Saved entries
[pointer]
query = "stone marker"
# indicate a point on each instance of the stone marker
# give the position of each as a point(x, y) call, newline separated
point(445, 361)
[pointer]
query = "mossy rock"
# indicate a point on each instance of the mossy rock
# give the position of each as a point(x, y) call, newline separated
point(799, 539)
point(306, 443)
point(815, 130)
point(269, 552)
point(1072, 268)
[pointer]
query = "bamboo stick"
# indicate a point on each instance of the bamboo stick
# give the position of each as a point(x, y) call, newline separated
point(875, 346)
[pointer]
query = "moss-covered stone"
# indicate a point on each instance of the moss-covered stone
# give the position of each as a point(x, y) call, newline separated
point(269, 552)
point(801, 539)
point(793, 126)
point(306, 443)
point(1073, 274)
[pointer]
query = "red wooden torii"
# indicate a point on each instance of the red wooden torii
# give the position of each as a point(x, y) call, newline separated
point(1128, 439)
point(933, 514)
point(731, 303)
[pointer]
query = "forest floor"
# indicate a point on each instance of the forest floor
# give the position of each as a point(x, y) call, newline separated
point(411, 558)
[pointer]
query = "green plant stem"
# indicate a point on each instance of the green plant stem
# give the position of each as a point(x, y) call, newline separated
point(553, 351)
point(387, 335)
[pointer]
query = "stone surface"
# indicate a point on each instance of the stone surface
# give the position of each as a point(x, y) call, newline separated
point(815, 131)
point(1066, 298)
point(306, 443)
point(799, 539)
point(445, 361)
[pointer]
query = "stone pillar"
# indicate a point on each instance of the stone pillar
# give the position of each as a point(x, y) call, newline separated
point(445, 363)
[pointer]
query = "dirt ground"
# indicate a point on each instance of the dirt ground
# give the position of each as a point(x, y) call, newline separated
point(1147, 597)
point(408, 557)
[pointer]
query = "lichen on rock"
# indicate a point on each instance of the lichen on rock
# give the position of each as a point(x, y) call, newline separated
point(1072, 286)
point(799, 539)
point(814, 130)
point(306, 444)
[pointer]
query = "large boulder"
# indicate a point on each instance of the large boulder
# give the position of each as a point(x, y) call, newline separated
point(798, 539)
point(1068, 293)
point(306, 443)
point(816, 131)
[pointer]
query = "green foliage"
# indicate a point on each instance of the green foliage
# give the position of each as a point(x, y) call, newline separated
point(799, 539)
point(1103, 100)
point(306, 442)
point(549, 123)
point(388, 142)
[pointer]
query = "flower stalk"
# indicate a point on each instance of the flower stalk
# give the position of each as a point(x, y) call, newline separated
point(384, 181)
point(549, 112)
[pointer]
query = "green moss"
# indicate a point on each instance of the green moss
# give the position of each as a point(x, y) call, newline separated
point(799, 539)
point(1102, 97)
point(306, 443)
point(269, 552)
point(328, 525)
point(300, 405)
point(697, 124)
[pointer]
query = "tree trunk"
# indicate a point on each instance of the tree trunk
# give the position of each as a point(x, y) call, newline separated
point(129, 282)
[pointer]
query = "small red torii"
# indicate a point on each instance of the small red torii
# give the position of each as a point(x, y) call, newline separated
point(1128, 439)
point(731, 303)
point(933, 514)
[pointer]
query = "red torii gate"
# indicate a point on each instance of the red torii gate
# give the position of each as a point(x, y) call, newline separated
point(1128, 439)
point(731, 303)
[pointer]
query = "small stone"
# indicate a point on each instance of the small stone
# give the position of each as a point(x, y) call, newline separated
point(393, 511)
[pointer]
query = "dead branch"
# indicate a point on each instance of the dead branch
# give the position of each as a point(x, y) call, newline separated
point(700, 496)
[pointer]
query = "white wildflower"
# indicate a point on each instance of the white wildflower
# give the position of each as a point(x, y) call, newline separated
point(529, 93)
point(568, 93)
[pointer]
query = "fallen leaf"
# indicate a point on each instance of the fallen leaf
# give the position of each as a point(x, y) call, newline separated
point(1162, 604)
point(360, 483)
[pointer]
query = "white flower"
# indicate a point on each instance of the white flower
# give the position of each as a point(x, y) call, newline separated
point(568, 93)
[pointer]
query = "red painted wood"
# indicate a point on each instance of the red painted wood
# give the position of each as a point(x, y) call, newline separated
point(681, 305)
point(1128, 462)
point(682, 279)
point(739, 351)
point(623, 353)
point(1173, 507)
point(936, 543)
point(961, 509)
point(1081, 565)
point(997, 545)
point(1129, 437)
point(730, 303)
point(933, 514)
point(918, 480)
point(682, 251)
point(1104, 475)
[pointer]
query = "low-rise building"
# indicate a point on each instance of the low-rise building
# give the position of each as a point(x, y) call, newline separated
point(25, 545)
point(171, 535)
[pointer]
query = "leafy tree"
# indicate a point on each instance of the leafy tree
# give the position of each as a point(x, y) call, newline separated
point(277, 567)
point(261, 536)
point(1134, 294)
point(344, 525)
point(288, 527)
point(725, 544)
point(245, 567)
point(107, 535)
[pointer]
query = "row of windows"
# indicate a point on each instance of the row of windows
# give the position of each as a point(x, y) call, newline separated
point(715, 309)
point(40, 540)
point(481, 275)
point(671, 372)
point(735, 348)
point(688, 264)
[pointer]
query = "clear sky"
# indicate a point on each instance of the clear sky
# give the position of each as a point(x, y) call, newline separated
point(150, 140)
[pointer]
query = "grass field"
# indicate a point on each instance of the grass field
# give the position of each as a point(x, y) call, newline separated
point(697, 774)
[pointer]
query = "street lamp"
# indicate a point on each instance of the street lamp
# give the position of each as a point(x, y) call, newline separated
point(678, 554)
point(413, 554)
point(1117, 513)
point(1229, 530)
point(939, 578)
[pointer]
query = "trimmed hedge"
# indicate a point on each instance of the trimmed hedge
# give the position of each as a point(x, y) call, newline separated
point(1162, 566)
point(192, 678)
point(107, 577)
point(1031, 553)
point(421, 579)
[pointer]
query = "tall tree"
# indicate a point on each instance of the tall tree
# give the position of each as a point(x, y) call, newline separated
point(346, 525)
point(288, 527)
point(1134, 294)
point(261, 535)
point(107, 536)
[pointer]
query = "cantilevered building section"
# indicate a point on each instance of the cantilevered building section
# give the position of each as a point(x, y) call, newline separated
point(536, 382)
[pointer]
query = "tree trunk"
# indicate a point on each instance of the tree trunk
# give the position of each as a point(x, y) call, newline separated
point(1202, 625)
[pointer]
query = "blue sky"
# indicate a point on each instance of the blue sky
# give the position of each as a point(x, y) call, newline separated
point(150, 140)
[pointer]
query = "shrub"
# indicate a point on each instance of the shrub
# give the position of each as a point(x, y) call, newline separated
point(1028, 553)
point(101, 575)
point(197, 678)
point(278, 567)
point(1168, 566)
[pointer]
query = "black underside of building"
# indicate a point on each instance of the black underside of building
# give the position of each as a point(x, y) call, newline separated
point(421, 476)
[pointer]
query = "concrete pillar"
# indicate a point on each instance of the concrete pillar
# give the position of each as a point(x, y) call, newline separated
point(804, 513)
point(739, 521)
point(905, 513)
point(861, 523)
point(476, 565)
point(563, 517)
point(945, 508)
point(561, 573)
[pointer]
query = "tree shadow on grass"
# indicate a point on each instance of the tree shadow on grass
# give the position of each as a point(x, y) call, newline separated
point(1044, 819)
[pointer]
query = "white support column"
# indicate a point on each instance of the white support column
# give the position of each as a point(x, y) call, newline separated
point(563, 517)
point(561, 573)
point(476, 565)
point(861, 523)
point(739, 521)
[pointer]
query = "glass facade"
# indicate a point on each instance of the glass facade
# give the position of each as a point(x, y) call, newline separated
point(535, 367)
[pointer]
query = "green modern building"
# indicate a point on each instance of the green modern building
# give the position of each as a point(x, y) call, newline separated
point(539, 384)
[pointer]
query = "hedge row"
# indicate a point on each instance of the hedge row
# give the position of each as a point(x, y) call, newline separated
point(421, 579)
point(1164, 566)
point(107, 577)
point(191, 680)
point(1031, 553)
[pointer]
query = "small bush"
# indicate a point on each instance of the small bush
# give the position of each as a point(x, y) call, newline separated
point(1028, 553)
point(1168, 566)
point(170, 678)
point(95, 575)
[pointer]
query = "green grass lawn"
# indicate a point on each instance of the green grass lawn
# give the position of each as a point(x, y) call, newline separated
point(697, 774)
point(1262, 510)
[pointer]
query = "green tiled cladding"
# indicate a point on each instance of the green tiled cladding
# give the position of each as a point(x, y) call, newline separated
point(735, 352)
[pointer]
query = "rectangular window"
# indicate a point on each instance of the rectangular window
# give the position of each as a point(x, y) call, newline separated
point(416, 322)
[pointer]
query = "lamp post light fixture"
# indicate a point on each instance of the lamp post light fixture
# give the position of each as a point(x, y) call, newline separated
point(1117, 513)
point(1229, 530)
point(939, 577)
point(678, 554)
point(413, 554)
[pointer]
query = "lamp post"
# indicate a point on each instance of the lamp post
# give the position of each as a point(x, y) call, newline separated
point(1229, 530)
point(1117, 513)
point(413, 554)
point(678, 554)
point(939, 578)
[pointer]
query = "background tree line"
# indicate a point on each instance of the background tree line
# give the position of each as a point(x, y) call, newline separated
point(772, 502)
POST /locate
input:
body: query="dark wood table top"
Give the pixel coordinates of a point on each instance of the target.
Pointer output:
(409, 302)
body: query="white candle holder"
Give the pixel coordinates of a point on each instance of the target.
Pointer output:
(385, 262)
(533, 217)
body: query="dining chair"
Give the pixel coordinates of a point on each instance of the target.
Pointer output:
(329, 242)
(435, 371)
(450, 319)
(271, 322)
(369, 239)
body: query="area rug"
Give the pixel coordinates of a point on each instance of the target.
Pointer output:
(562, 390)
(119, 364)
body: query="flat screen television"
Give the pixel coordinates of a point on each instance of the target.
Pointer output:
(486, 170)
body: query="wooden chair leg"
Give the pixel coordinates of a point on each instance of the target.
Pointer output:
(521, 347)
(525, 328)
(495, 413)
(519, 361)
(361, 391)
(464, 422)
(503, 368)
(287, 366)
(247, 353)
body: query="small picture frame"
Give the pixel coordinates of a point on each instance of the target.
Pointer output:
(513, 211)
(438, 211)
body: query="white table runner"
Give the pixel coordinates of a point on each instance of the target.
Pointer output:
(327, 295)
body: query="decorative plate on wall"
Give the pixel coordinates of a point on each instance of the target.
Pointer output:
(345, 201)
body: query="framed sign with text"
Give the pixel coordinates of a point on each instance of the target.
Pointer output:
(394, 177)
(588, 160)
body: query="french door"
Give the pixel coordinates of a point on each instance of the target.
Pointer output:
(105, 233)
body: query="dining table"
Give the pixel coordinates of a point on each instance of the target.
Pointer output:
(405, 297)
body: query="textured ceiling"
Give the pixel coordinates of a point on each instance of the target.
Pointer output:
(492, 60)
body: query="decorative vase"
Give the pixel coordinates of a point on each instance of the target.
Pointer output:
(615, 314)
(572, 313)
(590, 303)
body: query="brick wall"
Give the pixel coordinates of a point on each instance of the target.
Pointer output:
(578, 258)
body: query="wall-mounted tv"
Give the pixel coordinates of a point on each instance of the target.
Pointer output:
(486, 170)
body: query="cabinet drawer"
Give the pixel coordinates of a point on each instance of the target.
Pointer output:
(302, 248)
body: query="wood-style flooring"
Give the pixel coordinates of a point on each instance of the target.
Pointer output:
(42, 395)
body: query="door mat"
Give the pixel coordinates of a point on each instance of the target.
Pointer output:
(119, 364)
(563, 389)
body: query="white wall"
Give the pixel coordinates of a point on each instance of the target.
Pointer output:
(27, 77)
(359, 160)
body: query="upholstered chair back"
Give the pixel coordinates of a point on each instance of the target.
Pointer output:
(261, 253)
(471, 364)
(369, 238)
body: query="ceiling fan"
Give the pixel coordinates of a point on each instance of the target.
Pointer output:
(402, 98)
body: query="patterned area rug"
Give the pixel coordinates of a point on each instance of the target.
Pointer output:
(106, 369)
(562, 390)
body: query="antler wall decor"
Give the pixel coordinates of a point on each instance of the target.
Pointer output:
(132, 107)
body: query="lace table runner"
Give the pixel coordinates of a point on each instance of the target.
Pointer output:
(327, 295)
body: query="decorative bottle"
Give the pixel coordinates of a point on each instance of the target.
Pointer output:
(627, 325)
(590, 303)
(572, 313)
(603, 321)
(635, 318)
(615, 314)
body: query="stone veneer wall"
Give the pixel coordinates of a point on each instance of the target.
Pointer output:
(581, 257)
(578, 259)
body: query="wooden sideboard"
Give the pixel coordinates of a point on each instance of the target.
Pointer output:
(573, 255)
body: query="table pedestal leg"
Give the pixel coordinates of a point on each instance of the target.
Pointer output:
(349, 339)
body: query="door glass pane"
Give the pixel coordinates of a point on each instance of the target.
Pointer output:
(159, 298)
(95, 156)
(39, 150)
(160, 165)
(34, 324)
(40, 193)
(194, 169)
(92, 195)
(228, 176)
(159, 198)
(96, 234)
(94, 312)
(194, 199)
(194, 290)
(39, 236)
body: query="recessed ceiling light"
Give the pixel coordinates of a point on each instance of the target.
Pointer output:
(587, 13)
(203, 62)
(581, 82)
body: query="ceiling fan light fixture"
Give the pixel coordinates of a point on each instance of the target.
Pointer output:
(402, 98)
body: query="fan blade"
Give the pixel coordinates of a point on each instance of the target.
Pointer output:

=== What the task asks ===
Check the lines above and copy each one that includes "underside".

=== Response to the exercise ===
query = "black underside of building"
# indicate a point on each instance of the black underside of building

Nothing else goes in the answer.